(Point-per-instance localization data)
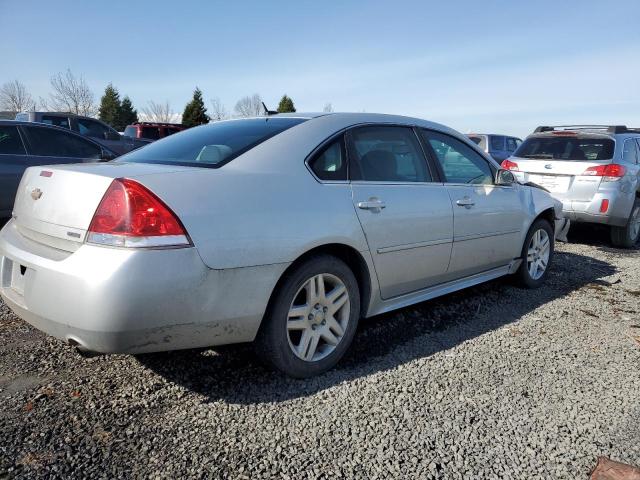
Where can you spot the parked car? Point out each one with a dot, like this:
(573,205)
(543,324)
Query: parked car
(266,230)
(152,130)
(498,147)
(89,127)
(23,145)
(593,170)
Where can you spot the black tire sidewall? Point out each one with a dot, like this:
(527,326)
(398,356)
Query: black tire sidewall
(523,272)
(272,341)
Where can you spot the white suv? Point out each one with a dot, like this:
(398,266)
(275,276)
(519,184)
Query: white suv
(592,170)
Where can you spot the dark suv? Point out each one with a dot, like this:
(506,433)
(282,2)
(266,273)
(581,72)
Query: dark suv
(499,147)
(24,145)
(152,130)
(89,127)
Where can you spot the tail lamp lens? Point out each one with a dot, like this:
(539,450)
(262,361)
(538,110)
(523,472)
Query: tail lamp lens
(130,215)
(509,165)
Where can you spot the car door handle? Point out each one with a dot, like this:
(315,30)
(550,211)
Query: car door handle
(372,205)
(465,202)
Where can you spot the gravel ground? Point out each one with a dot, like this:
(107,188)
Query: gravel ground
(492,382)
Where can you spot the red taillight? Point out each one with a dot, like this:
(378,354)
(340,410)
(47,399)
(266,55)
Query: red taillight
(509,165)
(610,173)
(130,215)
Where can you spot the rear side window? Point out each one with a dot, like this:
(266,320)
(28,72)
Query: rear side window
(10,141)
(131,131)
(630,152)
(152,133)
(566,148)
(497,142)
(48,142)
(91,128)
(330,162)
(388,154)
(459,162)
(211,145)
(56,121)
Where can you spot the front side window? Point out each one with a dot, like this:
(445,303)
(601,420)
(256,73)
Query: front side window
(459,162)
(49,142)
(91,128)
(566,148)
(56,121)
(211,145)
(629,152)
(497,142)
(388,154)
(330,163)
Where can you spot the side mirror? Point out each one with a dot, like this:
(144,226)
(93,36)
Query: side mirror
(505,177)
(107,155)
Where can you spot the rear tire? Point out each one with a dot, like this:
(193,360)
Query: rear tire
(537,255)
(312,318)
(627,236)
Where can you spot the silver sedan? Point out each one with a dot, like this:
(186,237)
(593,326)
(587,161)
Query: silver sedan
(283,231)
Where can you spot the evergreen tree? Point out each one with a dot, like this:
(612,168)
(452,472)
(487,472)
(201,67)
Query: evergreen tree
(195,113)
(110,107)
(127,114)
(286,105)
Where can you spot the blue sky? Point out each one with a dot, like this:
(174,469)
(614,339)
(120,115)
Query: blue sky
(500,66)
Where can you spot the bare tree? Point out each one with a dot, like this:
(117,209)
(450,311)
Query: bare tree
(249,106)
(159,112)
(14,97)
(218,111)
(71,94)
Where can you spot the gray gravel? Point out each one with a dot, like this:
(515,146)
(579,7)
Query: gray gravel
(493,382)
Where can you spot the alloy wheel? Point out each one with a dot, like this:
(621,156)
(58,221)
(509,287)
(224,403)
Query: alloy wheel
(318,317)
(538,254)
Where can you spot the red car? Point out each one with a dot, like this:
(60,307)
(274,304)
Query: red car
(152,130)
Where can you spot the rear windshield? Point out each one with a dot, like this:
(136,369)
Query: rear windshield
(131,131)
(566,148)
(479,140)
(211,145)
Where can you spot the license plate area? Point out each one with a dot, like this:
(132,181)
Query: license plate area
(553,183)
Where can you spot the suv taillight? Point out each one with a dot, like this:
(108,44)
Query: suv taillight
(609,173)
(129,215)
(509,165)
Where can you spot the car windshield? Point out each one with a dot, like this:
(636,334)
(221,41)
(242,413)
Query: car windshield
(566,148)
(211,145)
(479,140)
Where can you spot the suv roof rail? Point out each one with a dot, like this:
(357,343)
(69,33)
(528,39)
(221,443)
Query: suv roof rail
(608,128)
(158,123)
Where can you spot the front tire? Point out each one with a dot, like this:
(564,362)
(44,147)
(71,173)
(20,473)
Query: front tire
(312,318)
(627,236)
(537,254)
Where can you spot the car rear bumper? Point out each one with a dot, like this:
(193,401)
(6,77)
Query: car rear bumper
(113,300)
(617,212)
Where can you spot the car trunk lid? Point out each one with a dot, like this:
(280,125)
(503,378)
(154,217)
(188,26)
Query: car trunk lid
(55,204)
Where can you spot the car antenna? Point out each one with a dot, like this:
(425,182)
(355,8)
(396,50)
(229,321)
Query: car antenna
(268,112)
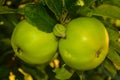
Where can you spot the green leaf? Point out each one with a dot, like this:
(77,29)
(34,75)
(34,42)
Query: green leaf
(112,2)
(55,6)
(1,2)
(37,15)
(107,10)
(109,67)
(89,2)
(115,45)
(62,73)
(4,72)
(69,3)
(6,10)
(113,56)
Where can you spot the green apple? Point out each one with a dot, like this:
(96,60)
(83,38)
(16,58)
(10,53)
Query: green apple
(32,45)
(86,43)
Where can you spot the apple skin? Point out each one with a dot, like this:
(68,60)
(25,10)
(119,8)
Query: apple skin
(32,45)
(86,44)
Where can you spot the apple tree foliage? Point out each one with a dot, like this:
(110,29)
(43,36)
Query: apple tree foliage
(48,13)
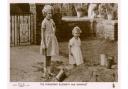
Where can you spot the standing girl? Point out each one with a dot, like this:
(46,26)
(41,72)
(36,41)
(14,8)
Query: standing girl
(49,45)
(75,54)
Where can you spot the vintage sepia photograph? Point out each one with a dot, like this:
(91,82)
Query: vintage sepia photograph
(63,42)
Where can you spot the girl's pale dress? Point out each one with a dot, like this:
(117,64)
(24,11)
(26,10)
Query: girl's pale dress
(76,57)
(49,38)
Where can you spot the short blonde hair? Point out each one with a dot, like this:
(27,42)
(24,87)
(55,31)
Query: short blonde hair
(76,29)
(47,8)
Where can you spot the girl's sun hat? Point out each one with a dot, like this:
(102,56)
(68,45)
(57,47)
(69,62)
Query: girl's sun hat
(76,29)
(47,8)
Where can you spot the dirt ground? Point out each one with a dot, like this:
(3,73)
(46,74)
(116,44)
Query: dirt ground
(26,64)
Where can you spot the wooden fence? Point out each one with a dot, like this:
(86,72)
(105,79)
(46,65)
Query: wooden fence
(21,32)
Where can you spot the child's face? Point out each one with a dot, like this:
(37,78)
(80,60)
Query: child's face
(49,15)
(76,34)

▶ **What the task asks**
The copy you write must hold every record verbatim and none of the pictures.

▶ **Final answer**
Where can you spot the parked car? Point out each one with a dot, like this:
(573,205)
(543,324)
Query: parked car
(266,230)
(152,130)
(498,147)
(89,127)
(23,145)
(593,170)
Where can you spot the black tire sidewall? Point out each one with a dot, like this:
(527,326)
(398,356)
Query: black tire sidewall
(523,272)
(272,341)
Where can you spot the white suv? Point out each one with a dot, like this:
(398,266)
(275,276)
(519,184)
Query: white suv
(592,170)
Where can you spot the dark suv? Point out each one with a dot, like this:
(506,433)
(282,2)
(266,273)
(581,72)
Query: dark suv
(499,147)
(24,145)
(152,130)
(89,127)
Where can you spot the tail lamp lens? Point out each one with a dot, like this:
(539,450)
(262,361)
(538,110)
(523,472)
Query: tail lamp lens
(130,215)
(509,165)
Where can you spot the car door handle? Point out each one with a dot, like this:
(315,30)
(550,211)
Query: car door handle
(372,205)
(465,202)
Where can you spot the gravel ground? Point out each one with a dot, like this:
(107,188)
Query: gravel ground
(492,382)
Where can you spot the red taillight? Point out each one with a dot, like this:
(378,354)
(340,410)
(47,399)
(266,55)
Query: red taillight
(509,165)
(610,173)
(130,215)
Where can you spot the rear side window? Point out each one with a dot, like this:
(266,320)
(28,72)
Query: rear side window
(10,141)
(131,131)
(630,152)
(152,133)
(566,148)
(497,142)
(48,142)
(91,128)
(330,162)
(388,154)
(459,162)
(211,145)
(56,121)
Where can you spot the front side window? Point out each one with a dot, like this:
(445,303)
(601,420)
(256,73)
Query: front side window
(459,162)
(49,142)
(91,128)
(566,148)
(56,121)
(211,145)
(629,152)
(497,142)
(388,154)
(330,163)
Where can you spot the side mirror? Point out each one with a dot, like this:
(144,226)
(93,36)
Query: side mirror
(505,177)
(107,155)
Where can you spot the rear tire? Point out each one with a dot, like this:
(193,360)
Query: rear tire
(537,255)
(312,318)
(627,236)
Where can you spot the silver sedan? Point out each one with a dot, like this:
(186,237)
(593,326)
(587,161)
Query: silver sedan
(283,231)
Where can you spot the evergreen tree? Point out each one with a dot, like this:
(612,168)
(452,472)
(487,472)
(201,67)
Query: evergreen tree
(195,113)
(110,107)
(127,114)
(286,105)
Where can you spot the blue sky? Point out each one with a dot, like this:
(174,469)
(614,339)
(120,115)
Query: blue sky
(500,66)
Where can you spot the bare tree? Point out each one with a dot, like this:
(117,209)
(450,311)
Query: bare tree
(249,106)
(159,112)
(14,97)
(218,111)
(71,94)
Where can you spot the gray gravel? Point out each one with a dot, like this:
(515,146)
(579,7)
Query: gray gravel
(493,382)
Where can you spot the alloy wheel? Point out each one with a dot, like this:
(621,156)
(58,221)
(509,287)
(224,403)
Query: alloy wheel
(318,317)
(538,254)
Where can you spot the red car? Point out each one with a dot, like this:
(60,307)
(274,304)
Query: red car
(152,130)
Where can you spot the rear windshield? Point out each one with a dot, like this:
(136,369)
Query: rear windshield
(131,131)
(566,148)
(479,140)
(211,145)
Where can you spot the license plate area? Point out each one with a dot, like this:
(132,181)
Query: license plate area
(553,183)
Where can you spot the suv taillight? Point out each one with a dot, like this:
(108,44)
Query: suv taillight
(609,173)
(129,215)
(509,165)
Where can you spot the car windshield? Point out each one with a dot, like this:
(636,334)
(221,41)
(242,413)
Query: car windshield
(566,148)
(211,145)
(479,140)
Where can you spot the suv roof rail? Point out each one with a dot, like this:
(357,343)
(69,33)
(528,39)
(221,443)
Query: suv roof rail
(608,128)
(158,123)
Where can you spot the front tire? Point out each one with a dot, like this:
(564,362)
(44,147)
(71,173)
(20,473)
Query: front tire
(312,318)
(627,236)
(537,254)
Where can you spot the car rear bumper? Point out each one with a dot, like this:
(193,401)
(6,77)
Query: car rear bumper
(113,300)
(617,212)
Where can you spot the car trunk lid? Point out each one with a dot, like this:
(280,125)
(503,378)
(154,217)
(188,26)
Query: car trunk lid
(55,204)
Where can you spot the car antenna? Point out each one with a dot, like this:
(425,182)
(355,8)
(396,50)
(229,321)
Query: car antenna
(268,112)
Where can you spot the green leaf? Point out each one with a dot, like this:
(77,29)
(34,75)
(34,42)
Query: green leaf
(112,2)
(55,6)
(1,2)
(37,15)
(107,10)
(109,67)
(89,2)
(115,45)
(62,73)
(4,72)
(69,3)
(6,10)
(113,56)
Where can you spot the green apple? Point out each one with a dot, like this:
(96,60)
(83,38)
(16,58)
(10,53)
Query: green apple
(32,45)
(86,43)
Where can you spot the apple skin? Point out each one with a dot, like this:
(68,60)
(25,10)
(119,8)
Query: apple skin
(32,45)
(86,44)
Where can you spot the apple tree foliage? Point out each one with a dot, like this:
(110,29)
(43,36)
Query: apple tree foliage
(48,13)
Where can you spot the standing girl? Point out each one with a dot, like this:
(46,26)
(41,72)
(36,41)
(14,8)
Query: standing girl
(49,45)
(75,54)
Where can you spot the vintage sepia photograph? Point out each one with a dot, like this:
(91,82)
Query: vintage sepia photograph
(63,42)
Where can you spot the girl's pale dress? Point out each one with a dot, like this:
(117,64)
(24,11)
(26,10)
Query: girl's pale dress
(76,57)
(49,38)
Where can you spot the short blonde hair? Point out each one with a dot, like this:
(27,42)
(24,87)
(55,31)
Query: short blonde hair
(76,29)
(47,8)
Where can you spot the girl's sun hat? Point out each one with a dot, like this:
(102,56)
(68,45)
(57,47)
(69,62)
Query: girl's sun hat
(76,29)
(47,8)
Where can you spot the dirt ground? Point out each one with a dot, like this:
(3,73)
(46,74)
(116,44)
Query: dirt ground
(26,64)
Where can you spot the wooden fence? Point out each one with a dot, like this:
(86,72)
(105,79)
(46,65)
Query: wooden fence
(21,32)
Where can you spot the child's face? Point out each one with a dot, like this:
(37,78)
(80,60)
Query: child's face
(49,15)
(76,34)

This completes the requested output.